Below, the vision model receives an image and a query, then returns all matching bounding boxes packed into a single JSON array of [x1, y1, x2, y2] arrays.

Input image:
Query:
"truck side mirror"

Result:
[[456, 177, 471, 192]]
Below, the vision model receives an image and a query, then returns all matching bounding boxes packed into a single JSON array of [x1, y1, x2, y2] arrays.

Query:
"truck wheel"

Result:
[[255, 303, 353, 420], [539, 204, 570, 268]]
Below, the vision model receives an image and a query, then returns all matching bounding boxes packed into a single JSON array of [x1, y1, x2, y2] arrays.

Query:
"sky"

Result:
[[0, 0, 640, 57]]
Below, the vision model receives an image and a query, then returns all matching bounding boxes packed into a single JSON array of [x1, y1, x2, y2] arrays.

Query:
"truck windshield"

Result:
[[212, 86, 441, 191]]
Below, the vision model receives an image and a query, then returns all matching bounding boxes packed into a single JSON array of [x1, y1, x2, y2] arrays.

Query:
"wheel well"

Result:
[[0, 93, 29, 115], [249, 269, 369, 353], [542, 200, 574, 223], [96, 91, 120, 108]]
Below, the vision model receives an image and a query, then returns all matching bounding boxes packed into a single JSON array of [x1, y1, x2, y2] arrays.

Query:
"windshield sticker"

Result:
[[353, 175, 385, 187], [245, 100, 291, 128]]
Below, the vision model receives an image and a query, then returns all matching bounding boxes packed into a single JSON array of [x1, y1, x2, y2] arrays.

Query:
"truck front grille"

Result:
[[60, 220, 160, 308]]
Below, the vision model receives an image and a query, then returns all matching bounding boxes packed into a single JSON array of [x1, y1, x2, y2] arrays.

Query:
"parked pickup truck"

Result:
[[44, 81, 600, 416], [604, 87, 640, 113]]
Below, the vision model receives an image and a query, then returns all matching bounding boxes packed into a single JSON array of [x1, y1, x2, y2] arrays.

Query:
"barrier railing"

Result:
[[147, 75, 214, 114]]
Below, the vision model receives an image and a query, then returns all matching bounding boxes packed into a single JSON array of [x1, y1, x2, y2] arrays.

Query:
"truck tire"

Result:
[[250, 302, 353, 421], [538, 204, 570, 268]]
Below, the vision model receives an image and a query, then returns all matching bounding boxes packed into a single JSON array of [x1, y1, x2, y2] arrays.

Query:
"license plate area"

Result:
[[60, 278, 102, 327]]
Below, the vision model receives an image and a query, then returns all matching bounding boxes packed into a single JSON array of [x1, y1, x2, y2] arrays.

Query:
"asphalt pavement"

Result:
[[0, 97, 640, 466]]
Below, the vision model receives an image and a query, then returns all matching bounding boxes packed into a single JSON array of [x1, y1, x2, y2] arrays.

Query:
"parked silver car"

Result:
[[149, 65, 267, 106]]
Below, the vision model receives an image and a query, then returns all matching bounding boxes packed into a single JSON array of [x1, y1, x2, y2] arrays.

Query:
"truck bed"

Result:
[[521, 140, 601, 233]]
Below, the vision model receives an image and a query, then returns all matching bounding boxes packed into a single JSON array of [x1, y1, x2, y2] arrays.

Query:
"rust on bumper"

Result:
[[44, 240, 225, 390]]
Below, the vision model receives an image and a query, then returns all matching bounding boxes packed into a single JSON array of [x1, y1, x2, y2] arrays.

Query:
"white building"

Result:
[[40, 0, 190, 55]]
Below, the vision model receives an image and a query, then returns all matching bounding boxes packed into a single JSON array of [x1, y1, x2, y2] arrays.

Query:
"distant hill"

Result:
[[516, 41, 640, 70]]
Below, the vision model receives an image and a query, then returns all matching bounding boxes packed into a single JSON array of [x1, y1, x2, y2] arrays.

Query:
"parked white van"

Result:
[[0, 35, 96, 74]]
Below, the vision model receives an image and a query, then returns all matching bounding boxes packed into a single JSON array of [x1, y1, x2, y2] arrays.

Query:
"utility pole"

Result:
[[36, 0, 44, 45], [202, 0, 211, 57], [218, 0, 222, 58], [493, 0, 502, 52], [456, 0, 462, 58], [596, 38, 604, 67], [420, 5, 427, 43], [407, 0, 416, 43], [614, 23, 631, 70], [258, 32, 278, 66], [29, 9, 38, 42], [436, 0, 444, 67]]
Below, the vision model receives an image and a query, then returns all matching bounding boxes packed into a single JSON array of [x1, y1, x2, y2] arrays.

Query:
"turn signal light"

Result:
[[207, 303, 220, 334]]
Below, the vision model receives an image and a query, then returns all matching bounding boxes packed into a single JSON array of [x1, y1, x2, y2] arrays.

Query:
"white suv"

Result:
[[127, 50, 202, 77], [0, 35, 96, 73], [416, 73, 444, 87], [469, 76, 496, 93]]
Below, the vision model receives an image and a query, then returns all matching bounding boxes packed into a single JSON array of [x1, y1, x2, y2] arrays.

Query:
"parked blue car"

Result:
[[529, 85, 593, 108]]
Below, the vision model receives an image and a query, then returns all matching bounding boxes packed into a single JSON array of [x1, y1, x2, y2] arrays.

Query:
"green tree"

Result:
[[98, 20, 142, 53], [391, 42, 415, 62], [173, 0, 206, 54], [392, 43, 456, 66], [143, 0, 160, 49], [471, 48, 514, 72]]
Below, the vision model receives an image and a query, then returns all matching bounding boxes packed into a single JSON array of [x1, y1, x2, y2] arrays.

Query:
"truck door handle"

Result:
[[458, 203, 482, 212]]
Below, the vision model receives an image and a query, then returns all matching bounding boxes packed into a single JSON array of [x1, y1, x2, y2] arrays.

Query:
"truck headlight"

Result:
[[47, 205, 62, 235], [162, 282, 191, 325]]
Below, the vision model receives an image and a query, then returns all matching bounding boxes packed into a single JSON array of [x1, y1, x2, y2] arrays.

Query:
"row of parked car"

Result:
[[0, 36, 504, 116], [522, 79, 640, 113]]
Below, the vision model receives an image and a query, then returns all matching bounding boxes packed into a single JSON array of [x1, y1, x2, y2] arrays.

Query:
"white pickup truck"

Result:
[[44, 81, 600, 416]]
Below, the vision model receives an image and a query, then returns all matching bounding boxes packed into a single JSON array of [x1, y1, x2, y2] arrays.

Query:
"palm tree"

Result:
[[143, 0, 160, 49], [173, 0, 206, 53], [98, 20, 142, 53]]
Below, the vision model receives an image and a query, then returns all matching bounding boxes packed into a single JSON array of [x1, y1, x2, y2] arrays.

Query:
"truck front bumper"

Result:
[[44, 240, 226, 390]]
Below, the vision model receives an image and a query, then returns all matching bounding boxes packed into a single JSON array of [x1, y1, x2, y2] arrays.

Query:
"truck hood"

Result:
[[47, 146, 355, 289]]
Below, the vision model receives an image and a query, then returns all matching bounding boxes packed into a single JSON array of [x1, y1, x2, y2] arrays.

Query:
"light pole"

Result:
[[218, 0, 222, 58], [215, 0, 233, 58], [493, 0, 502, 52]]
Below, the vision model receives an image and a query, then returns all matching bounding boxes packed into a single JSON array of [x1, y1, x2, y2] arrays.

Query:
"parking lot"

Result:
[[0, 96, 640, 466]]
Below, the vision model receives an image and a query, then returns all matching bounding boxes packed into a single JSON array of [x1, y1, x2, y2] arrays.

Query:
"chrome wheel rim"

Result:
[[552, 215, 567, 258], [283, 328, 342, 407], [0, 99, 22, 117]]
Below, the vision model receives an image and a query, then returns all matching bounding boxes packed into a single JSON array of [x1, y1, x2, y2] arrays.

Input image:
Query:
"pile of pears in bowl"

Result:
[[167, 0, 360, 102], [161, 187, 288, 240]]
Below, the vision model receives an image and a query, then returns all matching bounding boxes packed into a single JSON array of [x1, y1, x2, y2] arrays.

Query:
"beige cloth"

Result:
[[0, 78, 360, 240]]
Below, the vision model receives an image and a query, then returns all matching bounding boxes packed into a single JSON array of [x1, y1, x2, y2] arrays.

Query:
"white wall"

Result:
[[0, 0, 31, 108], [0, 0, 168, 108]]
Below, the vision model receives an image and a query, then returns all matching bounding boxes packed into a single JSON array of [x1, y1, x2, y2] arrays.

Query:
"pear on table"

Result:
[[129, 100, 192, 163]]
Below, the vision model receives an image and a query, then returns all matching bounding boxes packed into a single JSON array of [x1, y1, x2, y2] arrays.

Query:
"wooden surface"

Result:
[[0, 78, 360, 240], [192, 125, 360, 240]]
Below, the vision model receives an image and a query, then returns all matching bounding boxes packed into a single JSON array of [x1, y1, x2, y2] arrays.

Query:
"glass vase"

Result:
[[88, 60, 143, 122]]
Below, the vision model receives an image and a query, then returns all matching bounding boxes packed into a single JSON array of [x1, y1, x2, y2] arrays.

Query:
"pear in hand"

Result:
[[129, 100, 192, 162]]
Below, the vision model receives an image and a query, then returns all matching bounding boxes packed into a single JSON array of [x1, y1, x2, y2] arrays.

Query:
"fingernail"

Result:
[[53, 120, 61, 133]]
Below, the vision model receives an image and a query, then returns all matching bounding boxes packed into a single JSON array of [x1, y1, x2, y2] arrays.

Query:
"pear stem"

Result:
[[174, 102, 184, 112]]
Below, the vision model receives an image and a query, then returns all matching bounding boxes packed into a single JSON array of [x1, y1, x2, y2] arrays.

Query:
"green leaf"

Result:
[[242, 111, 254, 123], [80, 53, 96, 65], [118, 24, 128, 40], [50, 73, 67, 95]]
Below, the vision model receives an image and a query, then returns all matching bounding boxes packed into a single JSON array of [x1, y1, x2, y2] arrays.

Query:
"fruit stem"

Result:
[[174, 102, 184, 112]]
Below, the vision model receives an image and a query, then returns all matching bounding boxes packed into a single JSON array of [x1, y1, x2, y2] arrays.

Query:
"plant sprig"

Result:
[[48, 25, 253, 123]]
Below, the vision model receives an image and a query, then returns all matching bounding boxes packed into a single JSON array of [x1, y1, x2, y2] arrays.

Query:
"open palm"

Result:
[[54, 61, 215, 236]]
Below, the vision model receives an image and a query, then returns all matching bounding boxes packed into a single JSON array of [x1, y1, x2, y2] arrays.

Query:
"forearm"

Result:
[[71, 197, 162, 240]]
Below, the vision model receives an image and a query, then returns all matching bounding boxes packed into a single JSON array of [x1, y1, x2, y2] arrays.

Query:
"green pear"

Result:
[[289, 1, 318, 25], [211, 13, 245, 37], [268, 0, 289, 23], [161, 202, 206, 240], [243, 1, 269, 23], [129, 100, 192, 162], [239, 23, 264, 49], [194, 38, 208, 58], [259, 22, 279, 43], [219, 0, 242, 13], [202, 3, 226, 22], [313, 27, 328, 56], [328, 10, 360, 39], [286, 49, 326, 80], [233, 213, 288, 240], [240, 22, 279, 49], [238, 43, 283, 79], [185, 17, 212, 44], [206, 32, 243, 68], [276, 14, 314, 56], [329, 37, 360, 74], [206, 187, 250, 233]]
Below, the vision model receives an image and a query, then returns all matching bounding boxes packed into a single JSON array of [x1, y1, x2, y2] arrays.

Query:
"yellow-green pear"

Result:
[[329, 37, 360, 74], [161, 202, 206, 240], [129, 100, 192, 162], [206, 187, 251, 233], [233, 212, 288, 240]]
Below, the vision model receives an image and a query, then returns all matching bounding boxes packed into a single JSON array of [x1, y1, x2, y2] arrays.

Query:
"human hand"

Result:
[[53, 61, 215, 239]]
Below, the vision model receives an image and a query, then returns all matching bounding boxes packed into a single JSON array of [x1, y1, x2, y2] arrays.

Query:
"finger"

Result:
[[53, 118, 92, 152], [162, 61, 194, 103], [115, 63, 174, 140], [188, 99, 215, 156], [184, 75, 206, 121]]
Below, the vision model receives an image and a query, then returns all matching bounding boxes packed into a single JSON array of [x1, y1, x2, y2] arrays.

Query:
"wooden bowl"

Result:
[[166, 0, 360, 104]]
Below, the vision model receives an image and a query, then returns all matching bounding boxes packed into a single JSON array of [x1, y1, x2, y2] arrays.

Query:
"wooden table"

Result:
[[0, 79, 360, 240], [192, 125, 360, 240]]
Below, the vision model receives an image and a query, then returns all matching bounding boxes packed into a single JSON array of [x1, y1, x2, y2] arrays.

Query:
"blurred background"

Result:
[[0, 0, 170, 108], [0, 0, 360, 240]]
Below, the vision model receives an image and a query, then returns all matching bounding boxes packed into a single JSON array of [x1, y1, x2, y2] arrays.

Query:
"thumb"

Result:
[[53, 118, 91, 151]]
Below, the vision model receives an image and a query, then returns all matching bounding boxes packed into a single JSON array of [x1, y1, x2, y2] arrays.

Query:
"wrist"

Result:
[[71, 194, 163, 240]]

Task prompt:
Please reproduce, unchanged, the records from their start through the line containing "[[212, 86, 441, 191]]", both ends included.

Expected answer:
Below, the vision model receives an image and a query, then returns all matching bounding boxes packed into a single JSON array of [x1, y1, x2, y2] arrays.

Input image:
Query:
"truck side mirror"

Result:
[[456, 177, 471, 192]]
Below, the vision model receives an image and a query, then returns all matching bounding boxes packed into a single JSON array of [x1, y1, x2, y2] arrays.

Query:
"truck wheel"

Result:
[[255, 303, 353, 420], [539, 204, 570, 268]]
Below, the vision model receives an image and a query, then returns all matching bounding boxes packed into a single JSON array of [x1, y1, x2, y2] arrays.

Query:
"sky"

Result:
[[0, 0, 640, 57]]
Below, the vision model receives an image and a query, then returns all matching bounding boxes packed into a single JSON array of [x1, y1, x2, y2] arrays.

Query:
"truck windshield"

Result:
[[212, 86, 441, 191]]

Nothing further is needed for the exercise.